— What this task involves —
Please collect every line of the items below that contains the word "black", treating uppercase and lowercase as different.

— Input —
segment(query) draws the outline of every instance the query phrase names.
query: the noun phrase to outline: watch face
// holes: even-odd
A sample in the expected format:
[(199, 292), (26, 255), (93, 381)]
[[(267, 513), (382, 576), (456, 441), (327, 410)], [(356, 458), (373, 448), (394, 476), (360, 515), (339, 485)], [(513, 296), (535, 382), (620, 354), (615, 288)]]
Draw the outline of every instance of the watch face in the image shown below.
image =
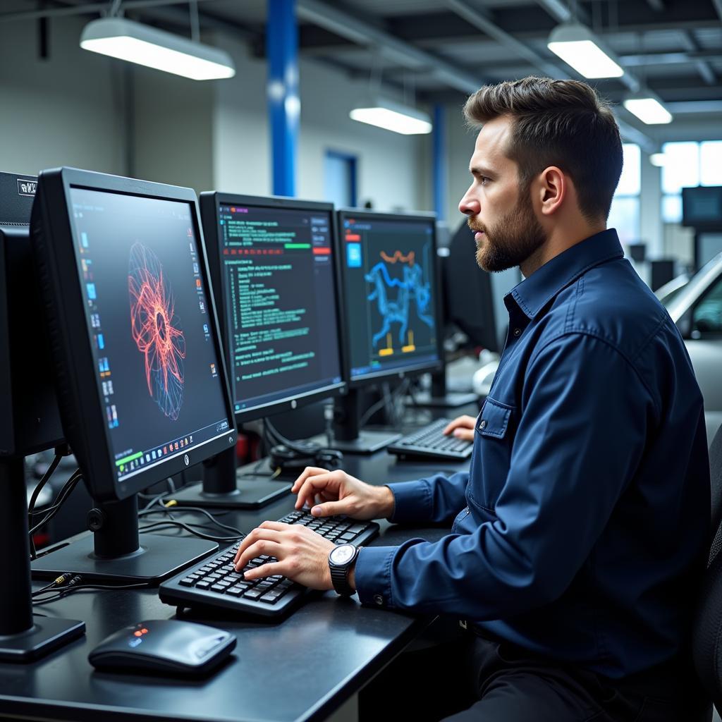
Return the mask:
[(344, 544), (331, 552), (331, 560), (334, 564), (345, 564), (349, 559), (353, 558), (356, 553), (356, 547), (353, 544)]

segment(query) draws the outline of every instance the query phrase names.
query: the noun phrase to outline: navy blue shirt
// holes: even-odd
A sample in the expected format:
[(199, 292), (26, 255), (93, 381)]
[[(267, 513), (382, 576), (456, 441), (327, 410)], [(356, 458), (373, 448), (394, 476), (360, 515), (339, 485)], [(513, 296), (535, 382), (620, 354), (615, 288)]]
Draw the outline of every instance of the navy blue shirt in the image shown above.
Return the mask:
[(469, 473), (389, 484), (391, 521), (451, 533), (362, 549), (359, 596), (612, 677), (666, 661), (709, 541), (702, 395), (682, 338), (614, 230), (504, 303)]

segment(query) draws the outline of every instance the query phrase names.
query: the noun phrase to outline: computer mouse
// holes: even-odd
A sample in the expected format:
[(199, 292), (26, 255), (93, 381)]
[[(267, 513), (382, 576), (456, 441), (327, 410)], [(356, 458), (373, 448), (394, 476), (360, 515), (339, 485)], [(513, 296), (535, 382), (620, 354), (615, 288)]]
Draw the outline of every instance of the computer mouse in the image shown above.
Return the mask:
[(98, 669), (204, 674), (235, 647), (224, 630), (178, 619), (148, 619), (118, 630), (88, 655)]

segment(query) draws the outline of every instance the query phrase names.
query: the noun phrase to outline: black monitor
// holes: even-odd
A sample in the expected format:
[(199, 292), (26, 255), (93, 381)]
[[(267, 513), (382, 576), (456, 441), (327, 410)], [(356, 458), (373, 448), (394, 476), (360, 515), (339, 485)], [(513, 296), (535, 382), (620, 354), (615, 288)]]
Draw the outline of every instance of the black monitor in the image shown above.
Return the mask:
[(449, 243), (443, 263), (444, 316), (474, 347), (500, 351), (491, 274), (476, 261), (474, 234), (464, 221)]
[[(333, 204), (203, 193), (201, 213), (237, 423), (341, 392)], [(196, 487), (176, 497), (253, 506), (290, 488), (249, 474), (239, 470), (225, 494)]]
[(375, 451), (393, 440), (386, 433), (360, 437), (356, 390), (442, 366), (435, 221), (433, 214), (339, 212), (349, 394), (334, 445), (344, 451)]
[(722, 186), (683, 188), (682, 225), (697, 230), (722, 229)]
[(25, 456), (63, 441), (28, 227), (37, 178), (0, 173), (0, 661), (30, 661), (83, 633), (75, 619), (35, 616)]
[(195, 192), (45, 171), (31, 234), (65, 436), (99, 507), (94, 539), (33, 573), (168, 576), (216, 545), (139, 539), (136, 493), (236, 440)]

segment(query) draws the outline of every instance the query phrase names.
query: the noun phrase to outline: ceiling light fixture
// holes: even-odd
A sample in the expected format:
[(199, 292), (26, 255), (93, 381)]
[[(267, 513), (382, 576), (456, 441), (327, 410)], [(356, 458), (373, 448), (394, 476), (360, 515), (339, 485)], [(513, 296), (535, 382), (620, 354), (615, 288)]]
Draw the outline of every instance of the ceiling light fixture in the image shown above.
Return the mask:
[(375, 98), (362, 108), (355, 108), (349, 116), (352, 120), (402, 135), (430, 133), (433, 127), (427, 113), (386, 99)]
[(547, 47), (586, 78), (618, 78), (625, 74), (622, 66), (591, 30), (578, 22), (557, 25), (549, 36)]
[(233, 61), (225, 51), (121, 17), (89, 22), (80, 47), (193, 80), (235, 75)]
[(661, 102), (648, 94), (628, 97), (624, 101), (624, 106), (648, 125), (671, 123), (672, 120), (671, 113)]

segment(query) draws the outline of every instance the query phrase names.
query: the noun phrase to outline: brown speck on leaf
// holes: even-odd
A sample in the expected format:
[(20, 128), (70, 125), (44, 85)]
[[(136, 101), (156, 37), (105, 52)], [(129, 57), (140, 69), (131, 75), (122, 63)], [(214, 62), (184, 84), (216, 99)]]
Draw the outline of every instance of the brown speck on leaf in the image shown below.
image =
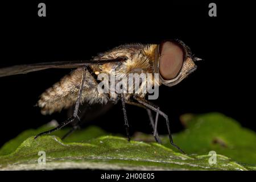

— In response —
query: the noun phrase to outline: black monitor
Draw the outline of every instance of the black monitor in the image shown above.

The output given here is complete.